» Work to be completed
Starting from the line containing "point per instance: dirt", write out the rest of the entries exactly, through the final line, including nothing else.

===== Materials provided =====

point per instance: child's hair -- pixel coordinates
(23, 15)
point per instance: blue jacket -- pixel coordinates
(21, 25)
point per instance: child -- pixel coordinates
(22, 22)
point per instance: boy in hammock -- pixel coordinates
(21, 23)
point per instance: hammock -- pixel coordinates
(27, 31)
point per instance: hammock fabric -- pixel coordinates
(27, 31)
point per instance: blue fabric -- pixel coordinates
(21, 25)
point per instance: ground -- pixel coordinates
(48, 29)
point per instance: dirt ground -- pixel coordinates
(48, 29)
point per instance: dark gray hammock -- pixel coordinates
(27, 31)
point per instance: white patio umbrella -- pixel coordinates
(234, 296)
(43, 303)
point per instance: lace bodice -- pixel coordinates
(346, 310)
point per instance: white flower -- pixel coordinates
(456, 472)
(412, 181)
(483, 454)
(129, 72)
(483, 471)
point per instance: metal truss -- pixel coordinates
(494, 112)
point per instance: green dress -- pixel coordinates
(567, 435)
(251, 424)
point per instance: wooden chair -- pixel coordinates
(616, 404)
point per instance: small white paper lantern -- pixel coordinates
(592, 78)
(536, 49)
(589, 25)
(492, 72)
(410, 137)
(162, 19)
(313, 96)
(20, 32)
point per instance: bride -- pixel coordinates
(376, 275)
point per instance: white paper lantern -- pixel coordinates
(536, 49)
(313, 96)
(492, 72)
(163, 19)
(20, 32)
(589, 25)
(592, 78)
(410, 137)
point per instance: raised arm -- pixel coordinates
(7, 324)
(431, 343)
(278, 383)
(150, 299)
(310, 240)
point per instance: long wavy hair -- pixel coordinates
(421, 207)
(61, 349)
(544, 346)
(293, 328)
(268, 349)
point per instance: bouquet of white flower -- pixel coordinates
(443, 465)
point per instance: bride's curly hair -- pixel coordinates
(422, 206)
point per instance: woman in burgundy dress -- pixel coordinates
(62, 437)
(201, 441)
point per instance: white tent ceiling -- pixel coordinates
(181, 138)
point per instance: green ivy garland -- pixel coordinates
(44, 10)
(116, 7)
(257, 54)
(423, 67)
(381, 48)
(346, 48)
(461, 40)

=====

» Result of this exercise
point per instance: dirt ground -- pixel coordinates
(48, 29)
point per instance: dark gray hammock -- pixel coordinates
(27, 31)
point per instance: white patio umbrella -- pixel coordinates
(234, 296)
(43, 303)
point per instance: lace bodice -- pixel coordinates
(346, 310)
point per instance: white flower -- pixel coordinates
(456, 472)
(412, 181)
(483, 454)
(129, 72)
(483, 471)
point per instance: metal truss -- pixel coordinates
(494, 112)
point per instance: green dress -- pixel coordinates
(567, 435)
(251, 424)
point per instance: wooden chair -- pixel coordinates
(616, 404)
point per instance: small white paper lantern -- pixel coordinates
(592, 78)
(536, 49)
(589, 25)
(492, 72)
(410, 137)
(162, 19)
(313, 96)
(20, 32)
point per instance: bride -- pixel coordinates
(376, 275)
point per instance: white paper lantern -- pixel coordinates
(536, 49)
(313, 96)
(492, 72)
(163, 19)
(20, 32)
(589, 25)
(592, 78)
(410, 137)
point per instance: raised arm -- pixel coordinates
(7, 324)
(431, 343)
(278, 383)
(150, 299)
(310, 240)
point per instance: long wavy hair -- pixel coordinates
(421, 207)
(61, 349)
(544, 346)
(293, 328)
(268, 349)
point per instance: bouquet of white flower -- pixel coordinates
(443, 465)
point per instance: bride's curly hair -- pixel coordinates
(422, 206)
point per instance: woman in burgundy dress -- pixel coordinates
(62, 437)
(201, 441)
point per instance: white tent ceiling -- pixel coordinates
(181, 138)
point per instance: green ivy garland -- pixel coordinates
(44, 10)
(116, 7)
(257, 54)
(423, 67)
(381, 48)
(346, 48)
(461, 40)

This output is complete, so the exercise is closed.